Selected extract =>
Brazilian Software

This blog brings insight about the Brazilian Software Industry. You can get to Brazil in a 8 hours flight from Miami, find 6000 new phds's each year and participate in a US$ 10B digital industry. Many companies have been making millions of Dollars in positive NPV projects. It's time to consider Brazil as an option for your software needs.

Wednesday, May 30, 2007

USA Today Article on Brazilian Software

U.S. tech companies give Brazil a go

BY THE NUMBERS
Population: 190 million.
Size: 3.3 million square miles.
Gross domestic product: $943.6 billion.
GDP per capita: $8,600.

Source: CIA World Factbook
By Michelle Kessler, USA TODAY
SAN FRANCISCO — Step aside, India and China. Brazil is the latest country with an emerging economy to attract big investments from U.S. tech companies.

Brazil, which is slightly smaller than the USA and has about two-thirds the population, has long had potential to become a significant tech market. But economic instability hindered growth.

Data =>
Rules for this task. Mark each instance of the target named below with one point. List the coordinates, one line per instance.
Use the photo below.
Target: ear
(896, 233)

---

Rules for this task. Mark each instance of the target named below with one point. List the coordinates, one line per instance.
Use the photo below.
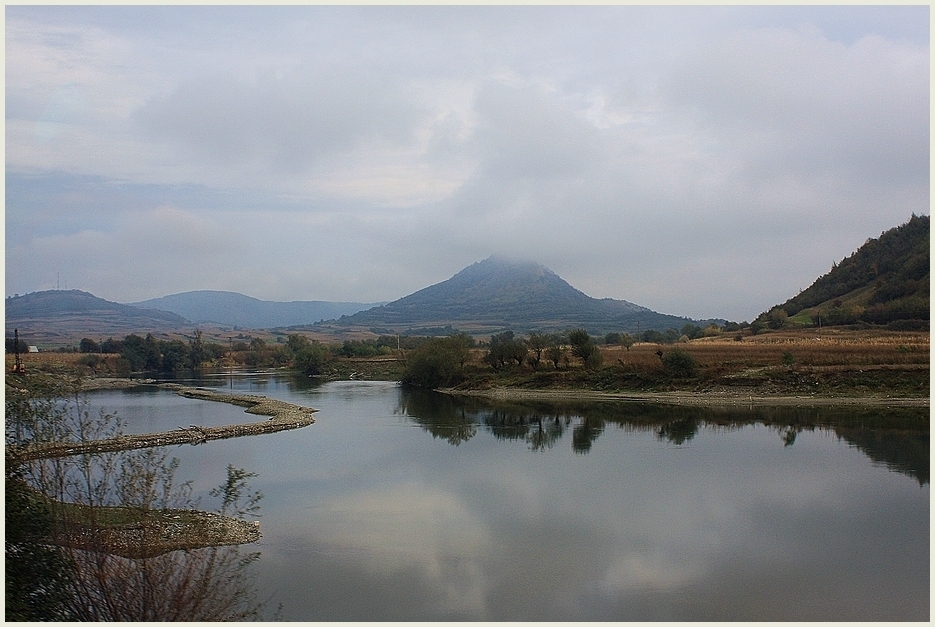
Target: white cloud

Set problem 1 =>
Answer these about the Brazilian software post:
(a) How long is the flight to Brazil from Miami?
(b) What GDP per capita is given for Brazil?
(c) What hindered growth in Brazil's tech market?
Set problem 2 =>
Please decide whether each statement agrees with the Brazilian software post, answering yes or no and quoting the words that settle it.
(a) Brazil is slightly larger than the USA.
(b) Brazil produces 6000 new PhDs each year.
(c) The population figure given for Brazil is 190 million.
Set problem 3 => Repeat the Brazilian software post from "Gross domestic product: $943.6" up to and including "U.S. tech companies.".
The items are separate material and have no connection to the Brazilian software post.

Correct result 1 =>
(a) 8 hours
(b) $8,600
(c) Economic instability

Correct result 2 =>
(a) No: "Brazil, which is slightly smaller than the USA"
(b) Yes: "find 6000 new phds's each year"
(c) Yes: "Population: 190 million."

Correct result 3 =>
Gross domestic product: $943.6 billion.
GDP per capita: $8,600.

Source: CIA World Factbook
By Michelle Kessler, USA TODAY
SAN FRANCISCO — Step aside, India and China. Brazil is the latest country with an emerging economy to attract big investments from U.S. tech companies.